INPUT FOR THIS TASK.
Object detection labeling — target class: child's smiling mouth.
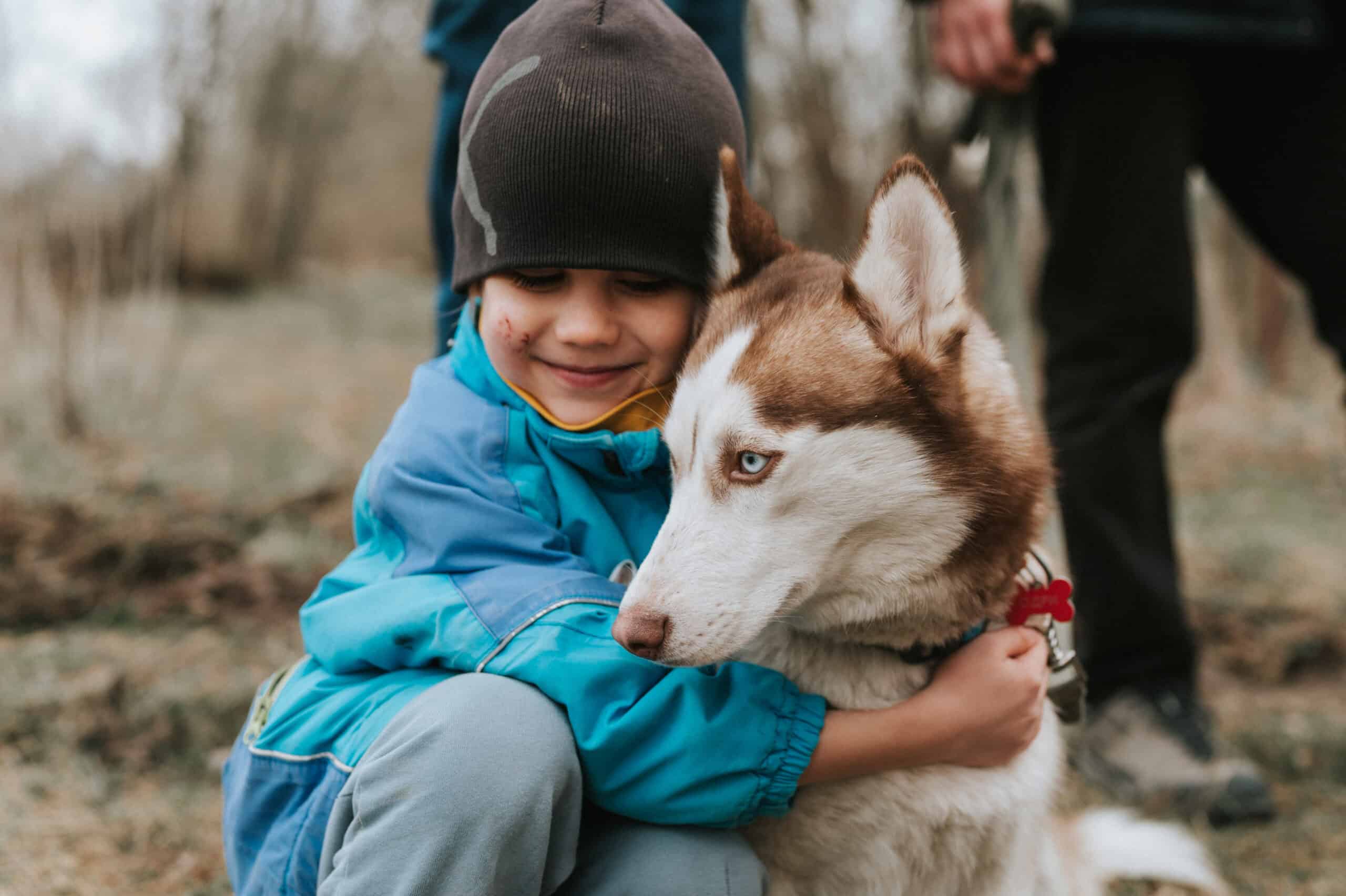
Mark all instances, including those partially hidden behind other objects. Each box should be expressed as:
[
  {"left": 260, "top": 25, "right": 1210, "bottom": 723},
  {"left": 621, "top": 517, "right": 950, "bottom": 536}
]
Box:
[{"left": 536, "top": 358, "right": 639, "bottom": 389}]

TASK DETAILS. Switch "smiling mouth" to "open mouth" throughout the rows above and write the rows out again with everything else unchanged, leaving out the pictures.

SOLUTION BELOW.
Object detection labeling — target class: child's open mouth.
Mark all instances, including those partially hidden behind other objects. Each box should be expressed as:
[
  {"left": 260, "top": 25, "right": 1210, "bottom": 723},
  {"left": 621, "top": 517, "right": 950, "bottom": 536}
]
Box:
[{"left": 536, "top": 358, "right": 639, "bottom": 389}]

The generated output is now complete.